Document extract =>
[Begin]

Synopses & Reviews
Marvelosissimo
the Mathematical Magician
measures magnificently!
Your favorite wizard is back -- and ready to explore the invention of length, weight, and volume measurements. How tall is Moonbeam, the unicorn? How long are the whiskers of Jello, the cat? And just how heavy is that darling hog? Tons and teaspoons and ounces and feet and yards and miles ... what a headache! With millions of things to measure, wouldn't one standard system be simpler?
With another wave of the wand, Marvelosissimo introduces you to the world of metrics and makes it easy to understand the basic pattern of meters, liters, and grams. And with Steven Kellogg's playful and delightfully detailed illustrations, measuring has never been such a blast!
Review
“The Schwartz-Kellogg team has got it right again.” Kirkus Reviews (starred review)

[End]

Tasks to carry out =>
• 1. In the book description, list every unit of measurement named in the sentence that ends with "what a headache!"
• 2. Quote the book description from "Your favorite wizard" up to and including "system be simpler?".

Dataset content =>
[Begin]

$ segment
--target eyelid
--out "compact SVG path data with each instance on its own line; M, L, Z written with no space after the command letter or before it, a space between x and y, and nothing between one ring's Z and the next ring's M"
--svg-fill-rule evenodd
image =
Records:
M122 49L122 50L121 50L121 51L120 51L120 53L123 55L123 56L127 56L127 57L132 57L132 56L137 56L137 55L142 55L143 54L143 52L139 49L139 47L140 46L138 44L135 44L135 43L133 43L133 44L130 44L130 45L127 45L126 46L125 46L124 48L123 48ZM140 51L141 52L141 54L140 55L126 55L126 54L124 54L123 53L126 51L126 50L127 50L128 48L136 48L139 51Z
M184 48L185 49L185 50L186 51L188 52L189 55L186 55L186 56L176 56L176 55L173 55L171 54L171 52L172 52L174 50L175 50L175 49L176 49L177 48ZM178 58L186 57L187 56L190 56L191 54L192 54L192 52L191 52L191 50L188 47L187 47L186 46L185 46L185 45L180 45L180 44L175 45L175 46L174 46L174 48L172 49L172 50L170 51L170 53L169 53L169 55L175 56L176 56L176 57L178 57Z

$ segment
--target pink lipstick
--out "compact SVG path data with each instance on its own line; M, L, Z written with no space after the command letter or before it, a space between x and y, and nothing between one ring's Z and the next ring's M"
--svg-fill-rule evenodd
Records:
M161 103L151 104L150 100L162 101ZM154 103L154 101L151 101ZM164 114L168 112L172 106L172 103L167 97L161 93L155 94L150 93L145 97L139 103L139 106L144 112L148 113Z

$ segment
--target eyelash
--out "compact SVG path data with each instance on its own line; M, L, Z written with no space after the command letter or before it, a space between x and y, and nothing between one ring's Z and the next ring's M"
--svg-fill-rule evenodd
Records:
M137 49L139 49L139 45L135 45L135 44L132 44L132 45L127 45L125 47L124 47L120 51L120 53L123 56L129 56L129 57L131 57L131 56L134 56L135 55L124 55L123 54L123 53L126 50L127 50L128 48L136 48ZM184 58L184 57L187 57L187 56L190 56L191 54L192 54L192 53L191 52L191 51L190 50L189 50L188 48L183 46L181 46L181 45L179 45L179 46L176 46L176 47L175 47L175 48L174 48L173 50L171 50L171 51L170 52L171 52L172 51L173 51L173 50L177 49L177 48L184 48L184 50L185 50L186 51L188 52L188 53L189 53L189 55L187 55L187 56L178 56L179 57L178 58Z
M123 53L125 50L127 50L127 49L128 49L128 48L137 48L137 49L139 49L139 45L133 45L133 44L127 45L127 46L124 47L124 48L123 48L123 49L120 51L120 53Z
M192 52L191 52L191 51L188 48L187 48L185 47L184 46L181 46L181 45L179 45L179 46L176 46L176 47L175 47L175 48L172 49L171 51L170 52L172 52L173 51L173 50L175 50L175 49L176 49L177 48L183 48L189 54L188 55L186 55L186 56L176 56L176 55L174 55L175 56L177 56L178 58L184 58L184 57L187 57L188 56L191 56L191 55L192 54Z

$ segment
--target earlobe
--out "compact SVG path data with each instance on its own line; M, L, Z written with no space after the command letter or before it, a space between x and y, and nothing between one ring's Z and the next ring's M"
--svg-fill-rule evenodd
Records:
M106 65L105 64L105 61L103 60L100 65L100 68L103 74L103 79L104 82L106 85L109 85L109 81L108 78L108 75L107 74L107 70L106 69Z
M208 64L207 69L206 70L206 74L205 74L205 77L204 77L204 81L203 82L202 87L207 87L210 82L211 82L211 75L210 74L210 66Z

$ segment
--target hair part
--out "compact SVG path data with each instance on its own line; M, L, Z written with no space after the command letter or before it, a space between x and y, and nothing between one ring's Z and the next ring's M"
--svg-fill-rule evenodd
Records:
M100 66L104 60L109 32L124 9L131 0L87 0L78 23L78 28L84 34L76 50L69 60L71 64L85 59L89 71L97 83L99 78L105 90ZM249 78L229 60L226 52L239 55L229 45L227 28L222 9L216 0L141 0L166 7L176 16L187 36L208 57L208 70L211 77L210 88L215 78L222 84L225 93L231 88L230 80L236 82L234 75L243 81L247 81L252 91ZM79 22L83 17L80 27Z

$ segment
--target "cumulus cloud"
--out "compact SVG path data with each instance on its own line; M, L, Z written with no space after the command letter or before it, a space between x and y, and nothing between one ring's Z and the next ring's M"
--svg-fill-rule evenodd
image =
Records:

[End]

Answer set =>
• 1. tons, teaspoons, ounces, feet, yards, miles

• 2.
Your favorite wizard is back -- and ready to explore the invention of length, weight, and volume measurements. How tall is Moonbeam, the unicorn? How long are the whiskers of Jello, the cat? And just how heavy is that darling hog? Tons and teaspoons and ounces and feet and yards and miles ... what a headache! With millions of things to measure, wouldn't one standard system be simpler?